## START

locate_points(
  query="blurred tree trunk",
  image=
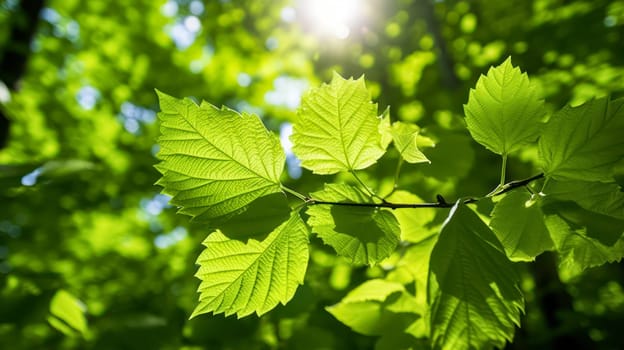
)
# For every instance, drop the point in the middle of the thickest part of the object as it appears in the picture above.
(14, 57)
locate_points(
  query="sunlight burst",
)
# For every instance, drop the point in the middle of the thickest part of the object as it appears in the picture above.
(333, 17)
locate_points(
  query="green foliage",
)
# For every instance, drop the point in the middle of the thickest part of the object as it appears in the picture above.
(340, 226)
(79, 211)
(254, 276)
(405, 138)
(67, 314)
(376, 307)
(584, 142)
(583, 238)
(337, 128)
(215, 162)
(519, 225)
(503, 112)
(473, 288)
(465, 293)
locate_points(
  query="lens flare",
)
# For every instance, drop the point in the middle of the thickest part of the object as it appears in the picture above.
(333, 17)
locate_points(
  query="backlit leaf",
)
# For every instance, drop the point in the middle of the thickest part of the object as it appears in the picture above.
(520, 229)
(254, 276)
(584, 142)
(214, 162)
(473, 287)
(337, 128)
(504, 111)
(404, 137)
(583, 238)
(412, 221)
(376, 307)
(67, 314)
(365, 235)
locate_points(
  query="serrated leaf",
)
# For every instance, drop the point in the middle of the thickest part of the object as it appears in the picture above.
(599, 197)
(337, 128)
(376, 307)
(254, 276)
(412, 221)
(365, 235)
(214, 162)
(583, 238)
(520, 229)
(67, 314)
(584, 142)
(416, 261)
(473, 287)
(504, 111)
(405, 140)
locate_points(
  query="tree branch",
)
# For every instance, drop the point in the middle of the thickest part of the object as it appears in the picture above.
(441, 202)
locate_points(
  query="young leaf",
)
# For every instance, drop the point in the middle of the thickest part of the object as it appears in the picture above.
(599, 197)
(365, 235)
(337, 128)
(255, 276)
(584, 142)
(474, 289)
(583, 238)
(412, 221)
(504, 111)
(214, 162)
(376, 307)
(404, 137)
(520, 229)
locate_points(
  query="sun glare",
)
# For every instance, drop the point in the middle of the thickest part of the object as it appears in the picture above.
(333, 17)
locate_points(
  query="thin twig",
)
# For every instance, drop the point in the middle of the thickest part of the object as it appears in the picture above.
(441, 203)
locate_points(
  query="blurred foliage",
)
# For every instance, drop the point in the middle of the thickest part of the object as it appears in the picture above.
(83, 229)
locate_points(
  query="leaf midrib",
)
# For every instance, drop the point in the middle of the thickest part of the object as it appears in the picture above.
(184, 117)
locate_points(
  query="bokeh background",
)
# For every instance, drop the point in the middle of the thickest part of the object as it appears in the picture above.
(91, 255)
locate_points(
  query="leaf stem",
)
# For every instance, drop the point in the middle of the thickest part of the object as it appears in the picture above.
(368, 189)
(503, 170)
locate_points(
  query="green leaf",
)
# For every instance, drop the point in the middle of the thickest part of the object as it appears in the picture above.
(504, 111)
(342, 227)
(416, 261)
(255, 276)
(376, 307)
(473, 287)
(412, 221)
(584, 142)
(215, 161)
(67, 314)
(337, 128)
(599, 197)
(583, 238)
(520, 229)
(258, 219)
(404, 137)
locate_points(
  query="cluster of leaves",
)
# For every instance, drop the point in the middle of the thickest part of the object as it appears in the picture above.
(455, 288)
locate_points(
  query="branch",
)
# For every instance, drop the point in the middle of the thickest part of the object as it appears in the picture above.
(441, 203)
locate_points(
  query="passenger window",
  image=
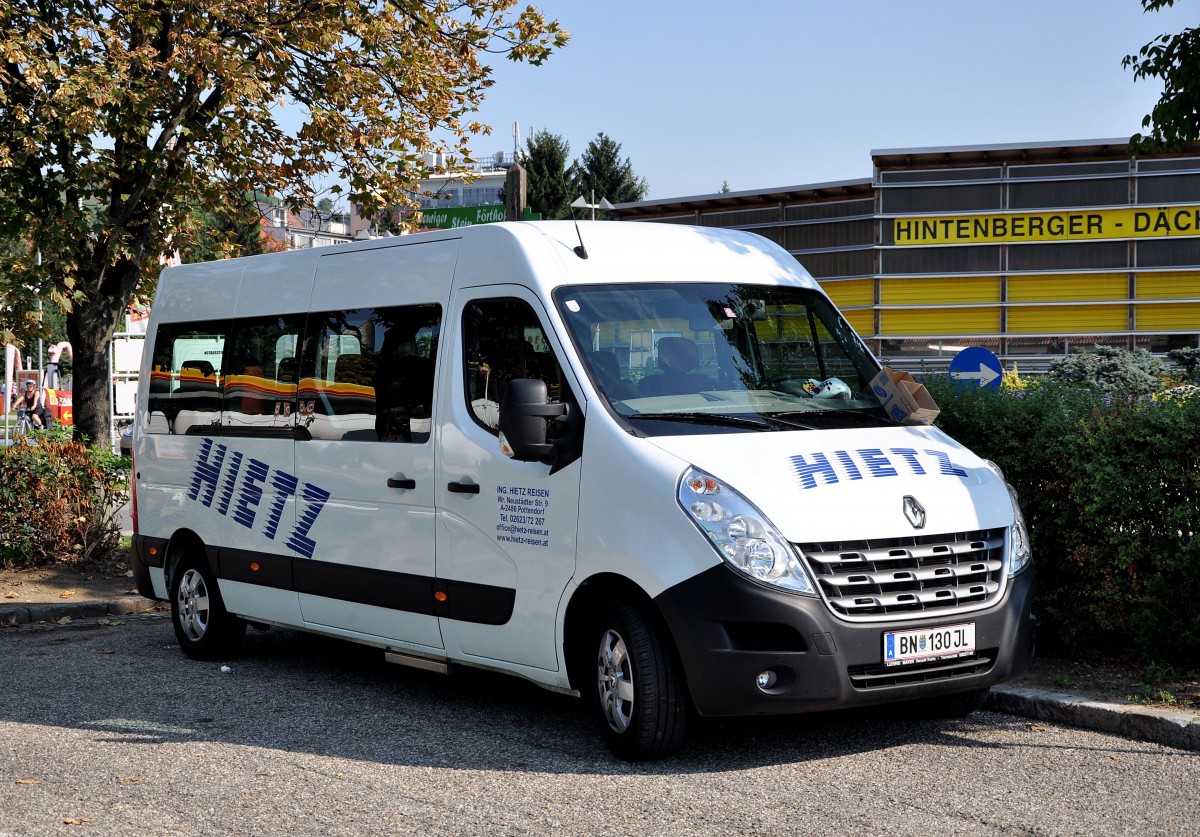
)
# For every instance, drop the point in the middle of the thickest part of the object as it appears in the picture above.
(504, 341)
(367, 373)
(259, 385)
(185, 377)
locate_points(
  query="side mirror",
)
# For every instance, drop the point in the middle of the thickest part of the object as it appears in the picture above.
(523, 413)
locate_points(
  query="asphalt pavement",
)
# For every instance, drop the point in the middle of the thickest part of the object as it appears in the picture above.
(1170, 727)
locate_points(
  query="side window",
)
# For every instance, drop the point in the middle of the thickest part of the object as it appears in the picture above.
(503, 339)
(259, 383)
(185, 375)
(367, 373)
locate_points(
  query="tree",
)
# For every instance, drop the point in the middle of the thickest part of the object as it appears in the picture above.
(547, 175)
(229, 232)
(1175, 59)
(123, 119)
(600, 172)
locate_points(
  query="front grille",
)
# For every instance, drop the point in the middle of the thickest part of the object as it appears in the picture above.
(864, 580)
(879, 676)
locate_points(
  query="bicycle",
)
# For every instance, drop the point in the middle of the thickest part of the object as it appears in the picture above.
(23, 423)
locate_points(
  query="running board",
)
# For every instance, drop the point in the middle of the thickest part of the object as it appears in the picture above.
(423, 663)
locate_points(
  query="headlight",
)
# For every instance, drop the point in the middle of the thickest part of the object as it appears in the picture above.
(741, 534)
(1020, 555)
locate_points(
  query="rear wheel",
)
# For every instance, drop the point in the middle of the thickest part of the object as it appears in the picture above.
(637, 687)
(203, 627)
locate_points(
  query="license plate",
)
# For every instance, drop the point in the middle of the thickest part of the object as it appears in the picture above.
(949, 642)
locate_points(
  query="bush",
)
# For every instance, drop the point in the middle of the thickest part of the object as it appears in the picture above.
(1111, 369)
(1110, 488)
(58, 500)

## END

■ DIRECTIONS ■
Return the full material word for word. Do not include the pictures.

■ THE SOLUTION ■
locate_points(
  query="blurred tree trunk",
  image=
)
# For every instance, drop the point in the middle of the thickest part of the object as it appears in the picture above.
(14, 57)
locate_points(
  query="sunlight burst",
)
# For every instance, drop the point in the middle of the thickest part of the object as it appears in the picture above.
(333, 17)
locate_points(
  query="green foliage",
)
# For every instance, drop the point in the middle of the thickest part of the object as it appears in the picture above.
(340, 226)
(79, 211)
(254, 276)
(405, 138)
(67, 314)
(376, 307)
(584, 142)
(583, 238)
(337, 128)
(215, 162)
(519, 225)
(503, 112)
(473, 288)
(465, 293)
locate_points(
  query="lens flare",
)
# For every instance, drop the point in the middle of the thickest part of the object as it appears in the picture above.
(333, 17)
locate_points(
  query="backlit leaf",
)
# For every instance, drop the point in the middle of the thickest part of the object as it appears in the picture above.
(520, 229)
(254, 276)
(584, 142)
(214, 162)
(473, 287)
(337, 128)
(504, 111)
(404, 137)
(583, 238)
(412, 221)
(376, 307)
(67, 314)
(365, 235)
locate_points(
  query="serrated leaf",
)
# For every instance, drop the point in the middle of the thickest part of the object as it appears in the picture above.
(599, 197)
(337, 128)
(376, 307)
(254, 276)
(412, 221)
(365, 235)
(214, 162)
(583, 238)
(520, 229)
(67, 314)
(584, 142)
(416, 261)
(473, 287)
(504, 111)
(405, 140)
locate_points(
  query="tree branch",
)
# For every instance, drop the point in the middle of the thickest part of the object as it appears in the picture above.
(441, 202)
locate_points(
  query="young leaf",
)
# For every instance, drop the point in the middle of the thickest part of the object as it appears in the picture above.
(599, 197)
(365, 235)
(337, 128)
(255, 276)
(584, 142)
(474, 289)
(583, 238)
(412, 221)
(504, 111)
(214, 162)
(376, 307)
(404, 137)
(520, 229)
locate_points(
  query="sun glare",
)
# For every instance, drop the point in the middle of the thickest part of the object as it appears in the picture above.
(333, 17)
locate_points(
  query="thin twig",
)
# For every instance, drop the point in the middle of the thickest part of the object as it appears in the picture above.
(441, 203)
locate_points(
  query="blurred foliage",
)
# For every instance, drop the point in the middle of the thickest part of the object as it appears in the picture above.
(83, 229)
locate_points(
  query="leaf midrib",
)
# For every instance, drop the point in the middle of the thickest part of the object as it appears in the picture above.
(184, 117)
locate_points(
  query="bokeh background",
)
# For every instance, drop the point in the middle of the thickest part of the object as it appears in the picture above.
(91, 255)
locate_points(
  query="leaf stem",
)
# For every instance, drop the point in the middle of the thickest part of the object as it appears in the picture above.
(368, 189)
(503, 170)
locate_points(
  query="green leaf",
)
# For every instance, drop the point in the middle of the thickest part of the object as it appears in the picture above.
(504, 111)
(342, 227)
(416, 261)
(255, 276)
(376, 307)
(473, 287)
(412, 221)
(584, 142)
(215, 161)
(67, 314)
(337, 128)
(599, 197)
(583, 238)
(520, 229)
(258, 219)
(404, 137)
locate_points(
  query="cluster of leaves",
)
# For every instance, drop the point in the middle of the thickest part of the object as it appears in the picture above.
(455, 288)
locate_points(
  query="branch",
)
# For every instance, drop the point in the middle of the thickest part of the object as it appears in the picture above.
(441, 203)
locate_points(
  query="passenger window",
  image=
)
# For every instance, drop the point in the middle of the thickest part of the object as it appears in the picture above.
(504, 341)
(367, 373)
(259, 385)
(185, 377)
locate_points(
  query="side mirror",
)
# For every instance, drop the point in the middle of the thickest part of the object as it appears in the picture above.
(523, 413)
locate_points(
  query="asphalt pavement",
)
# For every instance, drop the point in the middle of the thickest part of the object as it appears in the picture above.
(1170, 727)
locate_points(
  query="side window",
)
# For every instance, drop the point in the middle of the thickest part of the object as it appears in the picture above.
(503, 339)
(259, 383)
(185, 375)
(367, 373)
locate_points(
  query="tree",
)
# For every instance, drop the point in the middle of the thickest part of the object as it appears in the picture above.
(547, 175)
(229, 232)
(1175, 59)
(123, 119)
(600, 172)
locate_points(
  query="front grille",
)
# For every instance, drop the point in the middle of the thickest part of the object as it appears in the picture above.
(864, 580)
(879, 676)
locate_points(
  query="bicycle",
)
# For every instance, drop the point in the middle of the thickest part of the object as it appears in the picture above.
(23, 423)
locate_points(
  query="running board",
)
# For every instance, drop the point in the middle of the thickest part of the object as it appears in the picture above.
(423, 663)
locate_points(
  query="headlight",
)
# For every instance, drop the point in the middle of the thickest part of the object as it appears in the picture above.
(741, 534)
(1020, 555)
locate_points(
  query="rear wheel",
)
# For every instance, drop the point in the middle of the thickest part of the object as it appears in the picture above.
(637, 687)
(203, 627)
locate_points(
  query="license plate",
)
# For every instance, drop the point in the middle of the thickest part of the object as it appears in the picture above.
(949, 642)
locate_points(
  query="bush",
)
# For every instance, drop the point in the middle of the thickest part of the object as it appears in the picture above.
(1111, 369)
(1110, 488)
(58, 500)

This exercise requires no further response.